Textauszug

Es bedarf somit einer großen und energischen Treue, einer Vorausschau auch. Wir dürfen nicht ein biegsames Schilfrohr werden, „arundinem vento agitatam“ (Anm.: „Ein Schilfrohr, das vom Winde hin- und hergebogen wird.“), keine verunsicherte, verkümmerte Seele, die nicht mehr empfindet, nicht versteht, sich nach rechts und links dreht, ohne sich über die rechte Richtung klar zu sein. Um das Lehrgut, das uns anvertraut ist, die Gabe, die uns geschenkt wurde, rein und ungeschmälert zu erhalten, darf man kein Mann mit beweglichem Willen und wankendem Charakter sein. Es bedarf eines Willens, der sich nicht durch jede neue Idee entflammen lässt oder der alle alten Wahrheiten überholt abtut. Die uns z.Z. umgebenden Lehren und Einflüsse sind schlecht, und was uns da zu tun obliegt, ist nicht leicht zu verwirklichen.
Seht nur, was sich an den offiziellen Lyzeen (staatliche französische Gymnasien) tut: in Theorie und Praxis herrscht dort nur allzu oft Atheismus… Was soll dort die Lehre des Evangeliums anfangen? Wie wird da der Seelsorger aufgenommen, der Prediger, den Gott verkündet? Der Lehrer, der diese jungen Geister zum Guten lenken will, diese Willen, die bereits bösartig geworden sin? Was ist angesichts solcher Widerstände zu tun? Glaubt ihr ja nicht, man müsse sich hier vor Mutlosigkeit fürchten? Glaubt ihr, da könne man sein Leben verbringen, ohne sich schwach und frustriert vorzukommen? … Ihr sehr, wie recht unser hl. Stifter hatte, wenn er uns zuruft: Habt festen Mut!
Wir wollen jetzt schon und ganz ernstlich den Vorsatz fassen, stark und großmütig zu sein, was immer später über uns kommen mag. Tapfer und stark ist man aber, wenn man das bleibt, wozu Gott uns gemacht hat, wozu die Lehren des Noviziates uns erzogen haben.

(Gespeicherte Einträge)

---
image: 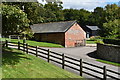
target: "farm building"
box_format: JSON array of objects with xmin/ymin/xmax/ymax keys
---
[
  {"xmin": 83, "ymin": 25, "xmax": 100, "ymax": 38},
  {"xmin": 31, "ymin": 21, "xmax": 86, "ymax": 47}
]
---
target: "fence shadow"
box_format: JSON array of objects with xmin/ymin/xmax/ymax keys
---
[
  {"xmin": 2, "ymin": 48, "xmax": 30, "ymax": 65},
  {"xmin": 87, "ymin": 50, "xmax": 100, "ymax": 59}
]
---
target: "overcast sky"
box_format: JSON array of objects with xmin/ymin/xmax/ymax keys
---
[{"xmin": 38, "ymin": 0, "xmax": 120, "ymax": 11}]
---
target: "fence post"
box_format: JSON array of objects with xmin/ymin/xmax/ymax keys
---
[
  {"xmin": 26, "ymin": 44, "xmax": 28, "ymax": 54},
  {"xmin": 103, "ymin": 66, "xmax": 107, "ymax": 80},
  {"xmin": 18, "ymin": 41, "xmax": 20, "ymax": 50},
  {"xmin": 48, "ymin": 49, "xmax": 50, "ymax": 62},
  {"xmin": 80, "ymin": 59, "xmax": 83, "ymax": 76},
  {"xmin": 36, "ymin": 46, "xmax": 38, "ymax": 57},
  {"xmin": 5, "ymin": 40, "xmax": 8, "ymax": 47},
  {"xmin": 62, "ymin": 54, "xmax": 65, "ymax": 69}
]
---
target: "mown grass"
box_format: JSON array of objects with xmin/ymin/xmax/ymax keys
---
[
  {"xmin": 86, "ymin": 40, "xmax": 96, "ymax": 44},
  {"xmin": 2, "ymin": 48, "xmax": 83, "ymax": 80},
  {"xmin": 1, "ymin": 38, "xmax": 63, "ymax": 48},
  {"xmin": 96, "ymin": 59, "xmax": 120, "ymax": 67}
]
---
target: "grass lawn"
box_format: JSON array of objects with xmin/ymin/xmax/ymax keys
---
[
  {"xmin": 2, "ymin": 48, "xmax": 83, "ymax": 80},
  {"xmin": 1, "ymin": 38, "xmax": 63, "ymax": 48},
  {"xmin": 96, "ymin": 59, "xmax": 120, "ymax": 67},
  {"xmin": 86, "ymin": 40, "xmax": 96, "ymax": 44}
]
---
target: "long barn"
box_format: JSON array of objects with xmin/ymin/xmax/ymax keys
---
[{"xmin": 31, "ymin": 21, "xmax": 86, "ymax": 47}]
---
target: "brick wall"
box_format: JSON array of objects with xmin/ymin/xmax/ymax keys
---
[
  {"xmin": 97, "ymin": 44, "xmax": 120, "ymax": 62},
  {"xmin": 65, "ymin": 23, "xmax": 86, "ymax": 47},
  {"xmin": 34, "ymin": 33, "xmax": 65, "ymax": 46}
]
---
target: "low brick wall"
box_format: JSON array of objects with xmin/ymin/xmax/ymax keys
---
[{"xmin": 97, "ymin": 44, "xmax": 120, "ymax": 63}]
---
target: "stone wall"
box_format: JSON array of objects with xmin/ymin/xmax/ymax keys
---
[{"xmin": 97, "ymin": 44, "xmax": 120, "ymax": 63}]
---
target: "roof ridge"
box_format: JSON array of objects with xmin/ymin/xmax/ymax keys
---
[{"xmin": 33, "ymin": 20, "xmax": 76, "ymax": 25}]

--

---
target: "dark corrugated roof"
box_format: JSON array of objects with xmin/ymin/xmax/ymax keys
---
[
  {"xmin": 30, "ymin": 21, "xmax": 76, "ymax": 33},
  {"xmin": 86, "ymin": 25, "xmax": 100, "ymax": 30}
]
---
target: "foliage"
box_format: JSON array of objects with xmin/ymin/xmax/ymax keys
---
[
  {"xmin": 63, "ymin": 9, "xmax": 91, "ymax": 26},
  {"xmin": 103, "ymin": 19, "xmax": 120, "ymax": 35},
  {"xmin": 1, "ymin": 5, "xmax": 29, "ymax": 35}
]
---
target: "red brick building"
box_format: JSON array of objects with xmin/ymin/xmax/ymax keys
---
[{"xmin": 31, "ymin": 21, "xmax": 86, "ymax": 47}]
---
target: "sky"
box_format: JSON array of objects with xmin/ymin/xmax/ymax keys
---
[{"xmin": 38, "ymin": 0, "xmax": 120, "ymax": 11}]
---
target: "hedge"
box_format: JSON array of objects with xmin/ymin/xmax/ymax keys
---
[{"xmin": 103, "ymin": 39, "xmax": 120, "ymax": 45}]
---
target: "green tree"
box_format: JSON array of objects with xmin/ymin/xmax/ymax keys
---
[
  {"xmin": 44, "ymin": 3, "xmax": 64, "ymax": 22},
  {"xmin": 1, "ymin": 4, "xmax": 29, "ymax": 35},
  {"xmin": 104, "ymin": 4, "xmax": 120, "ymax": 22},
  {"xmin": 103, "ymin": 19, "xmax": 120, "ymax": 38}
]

...

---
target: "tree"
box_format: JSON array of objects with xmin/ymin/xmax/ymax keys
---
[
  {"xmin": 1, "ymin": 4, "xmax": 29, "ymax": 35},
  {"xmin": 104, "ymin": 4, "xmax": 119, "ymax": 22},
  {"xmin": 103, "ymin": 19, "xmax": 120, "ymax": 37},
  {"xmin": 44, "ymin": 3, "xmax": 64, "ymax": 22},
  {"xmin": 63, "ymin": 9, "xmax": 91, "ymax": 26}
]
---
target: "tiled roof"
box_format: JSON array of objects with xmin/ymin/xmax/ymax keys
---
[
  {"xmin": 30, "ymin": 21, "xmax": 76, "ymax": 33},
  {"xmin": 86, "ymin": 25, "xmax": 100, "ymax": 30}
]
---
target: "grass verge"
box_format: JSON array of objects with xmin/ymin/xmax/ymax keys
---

Aufgabenstellung
Beantworten Sie anhand des Textauszugs diese Fragen:
1. Welches Bild steht dafür, was man nicht werden darf?
2. Was herrscht an den offiziellen Lyzeen in Theorie und Praxis oft?
3. Wann ist man tapfer und stark?

Lösung
1. Ein biegsames Schilfrohr, das vom Winde hin- und hergebogen wird.
2. Atheismus.
3. Wenn man das bleibt, wozu Gott uns gemacht hat und wozu die Lehren des Noviziates uns erzogen haben.